掲載本文:
今日のニューウェーブ 第25回
Legendary Hearts / Lou Reed
(1983)
昨日は8/19バイクの日!
ということで今日はフルフェイスのヘルメットがジャケットのこのアルバムを。
オルタナティブ・ロック、ひいてはパンク・ロックの源流とも言うべきニューヨークのロックバンド、ヴェルヴェット・アンダーグラウンドのフロントマンであるルー・リードのソロ12作目です。
かなり多作なルー・リード。
どれから聴けばいいのか分かりませんでしたが、この時期に参加していたギタリストであるロバート・クアインがきっかけで僕はこれを最初に聴きました。
ロバート・クアインは元々、熱烈なヴェルヴェット・アンダーグラウンドファンであり、パンクバンド、テレビジョンのリチャード・ヘル率いるボイドイズのギタリスト。
一見普通のように見えてどこかおかしなギターを弾く人ですが、なんとパンクロッカーでありながら弁護士免許を持つ才人です。
60年代から活躍するルー・リードは1980年に結婚し、妻と隠遁生活を送っていたのですが、彼の勧めもあり、名盤「ブルーマスク」で復帰を果たしました。
そしてこのアルバムは復帰2作目。
前作が有名なだけにあまり注目はされていないようですが、こちらの方が僕は好きです。
シンプルな編成で演奏されるシンプルなロックンロールから醸し出される大人の香り。
パンクロックの精神の生みの親でありながら、自らもパンクの影響を受けて再びハートに熱を入れるルー・リードに痺れる1枚です。
今日のニューウェーブ 第24回
Swoon / Prefab Sprout
(1984)
僕含め、音楽に親でも殺されたのか、自分でも一体何がしたいのかよく分からないまま血まなこになって古いアルバムを聴き漁っているいわば音楽オタクの人達に共通するのは、救いようのないほど酷い「あまのじゃく」だということ。
「みんなが好きな音楽以外に、もっと良い音楽がきっとあるはずだ!」と広大な海に一人で船を出した結果、誰も知らないところで勝手に溺れそうになっている孤独な海賊たち。
要するに学生時代に友達がいなかった人たち。
音楽の話は大好きですが、悲しいかな、あまのじゃくなだけに同じバンドを好きな人を見つけてもその人達とあまりつるもうとしません。
内心は大興奮しながら「ほーん、それ好きなんですね、僕も。」とか言ってみたり。なんてダサいんでしょう。
その上、「ここいいなぁ」とか「ここあんまりだなぁ」なんて考えながらテキパキ聴くことが習慣化するあまり、初めて聴く音楽にはテンションは上がりつつも、その良し悪しに関してはかなり冷静で、実際のところ、「おお!いい!」と思っても「さぁ他の良いバンドを探そう!」と興味が移ってしまうので、ひとつのバンドに心酔することがあまりない。
そんな悲しき海賊たちの多くが長い航海の末に辿り着き、ハマって抜けられなくなってしまう「沼バンド」がいくつかあり、そのひとつがこのプリファブ・スプラウトです。

領域注釈の一覧

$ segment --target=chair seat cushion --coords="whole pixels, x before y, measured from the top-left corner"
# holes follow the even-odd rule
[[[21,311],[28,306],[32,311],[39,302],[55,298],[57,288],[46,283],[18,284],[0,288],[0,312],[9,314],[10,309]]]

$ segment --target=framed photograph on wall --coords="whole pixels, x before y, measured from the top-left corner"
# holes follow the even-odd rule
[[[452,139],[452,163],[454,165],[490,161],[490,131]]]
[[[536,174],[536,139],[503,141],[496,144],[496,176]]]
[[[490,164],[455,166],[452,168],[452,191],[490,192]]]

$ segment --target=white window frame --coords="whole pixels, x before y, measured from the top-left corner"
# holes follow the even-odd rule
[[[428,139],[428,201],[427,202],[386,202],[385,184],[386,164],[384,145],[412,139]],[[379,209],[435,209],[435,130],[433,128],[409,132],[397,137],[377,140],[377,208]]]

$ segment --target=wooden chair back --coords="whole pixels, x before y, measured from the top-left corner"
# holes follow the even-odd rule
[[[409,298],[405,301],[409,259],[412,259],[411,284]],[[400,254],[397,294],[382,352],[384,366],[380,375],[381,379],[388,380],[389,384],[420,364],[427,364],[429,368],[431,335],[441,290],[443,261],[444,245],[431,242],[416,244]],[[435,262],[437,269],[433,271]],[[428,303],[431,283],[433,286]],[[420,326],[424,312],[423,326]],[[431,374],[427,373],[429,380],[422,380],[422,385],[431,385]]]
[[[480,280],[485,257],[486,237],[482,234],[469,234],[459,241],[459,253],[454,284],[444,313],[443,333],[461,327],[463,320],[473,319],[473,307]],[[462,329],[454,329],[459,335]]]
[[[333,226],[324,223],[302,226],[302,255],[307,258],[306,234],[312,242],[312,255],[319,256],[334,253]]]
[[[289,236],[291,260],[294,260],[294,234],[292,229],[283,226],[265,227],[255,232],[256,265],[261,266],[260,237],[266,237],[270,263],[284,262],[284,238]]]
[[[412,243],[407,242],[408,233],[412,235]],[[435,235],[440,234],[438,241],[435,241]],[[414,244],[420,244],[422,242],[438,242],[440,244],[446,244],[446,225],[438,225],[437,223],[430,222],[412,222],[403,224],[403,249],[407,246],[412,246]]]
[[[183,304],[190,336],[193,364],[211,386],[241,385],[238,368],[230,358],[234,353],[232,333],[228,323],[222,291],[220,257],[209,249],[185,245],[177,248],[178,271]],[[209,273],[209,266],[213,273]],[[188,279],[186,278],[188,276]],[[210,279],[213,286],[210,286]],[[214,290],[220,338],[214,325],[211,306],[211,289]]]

課題の目的 1:
一覧の冒頭から「[[[490,164],[455,166],[452,168],[452,191],[490,192]]]」を含む行まで、両端の行も含めて一字一句そのまま書き写してください。
課題の目的 2:
ニューウェーブのアルバムを紹介する本文を、最後の文の後から書き継いでください。
本文と一覧は、それぞれ異なる出典に由来するものです。

課題の解答 1:
$ segment --target=chair seat cushion --coords="whole pixels, x before y, measured from the top-left corner"
# holes follow the even-odd rule
[[[21,311],[28,306],[32,311],[39,302],[55,298],[57,288],[46,283],[18,284],[0,288],[0,312],[9,314],[10,309]]]

$ segment --target=framed photograph on wall --coords="whole pixels, x before y, measured from the top-left corner"
# holes follow the even-odd rule
[[[452,139],[452,163],[454,165],[490,161],[490,131]]]
[[[536,174],[536,139],[503,141],[496,144],[496,176]]]
[[[490,164],[455,166],[452,168],[452,191],[490,192]]]

課題の解答 2:
この1984年のデビューアルバム以降、地道なリリースを続ける彼らは、最高のソングライターの1人とも評されるパディー・マクアルーン率いるイギリスのバンド。
このバンドの前では、あまのじゃくたちもみんな手を取り合い、固い握手をし、マイムマイムを踊ります。
プリファブ・スプラウトが音楽オタクを虜にする理由、
それは、曲ごとに色んなジャンルの音楽を聴かせてくれるからなのか…
コードやメロディや構成が凝っていてなかなか飽きがこないからなのか…
いやなにより、たぶんそれは…
パディー・マクアルーンさんも音楽オタクだから…
こちらからは以上です。
今日のニューウェーブ 第23回
Walk Across The Rooftops
/ The Blue Nile
(1984)
今日はクールで大人なニューウェーブ。
スコットランドの謎のバンド、ブルーナイルのデビューアルバムです。
このアルバムは知る人ぞ知る名盤だとしばしば言われますが、アルバムとして完成度が高いのに全く注目されていないという意味では本当にそうだと思います。
独特な空気感で、これまで書いてきたようなチャキチャキでヒップなニューウェーブとは打って変わって、心を落ち着かせてくれるマイナスイオンのようなアルバム。
ゆったりと、どっぷりと、映画を観るような感覚で聴いて欲しいです。
そして音が本当に良い。
発売から34年経っているのに、今聴いても古臭さを全く感じません。
むしろ、まだこの先の未来の音楽のよう。
オカルト話じゃないですが、不思議なことに、このアルバムを流すと周りがそれまでよりも静かになったように感じる。
静かな空間に鳴るブーミーなベース音。この蒸し暑さにうだる心も温度を下げていくようです。
今日のニューウェーブ 第22回
99 Luftballons / Nena
(1984)
おそらく誰しも聴いたことがあるこの歌もニューウェーブ真っ只中の1984年発売でした。
“99Luftballons” (和訳すると99の赤い風船) はドイツ語詞にも関わらず全世界で大ヒットした曲です。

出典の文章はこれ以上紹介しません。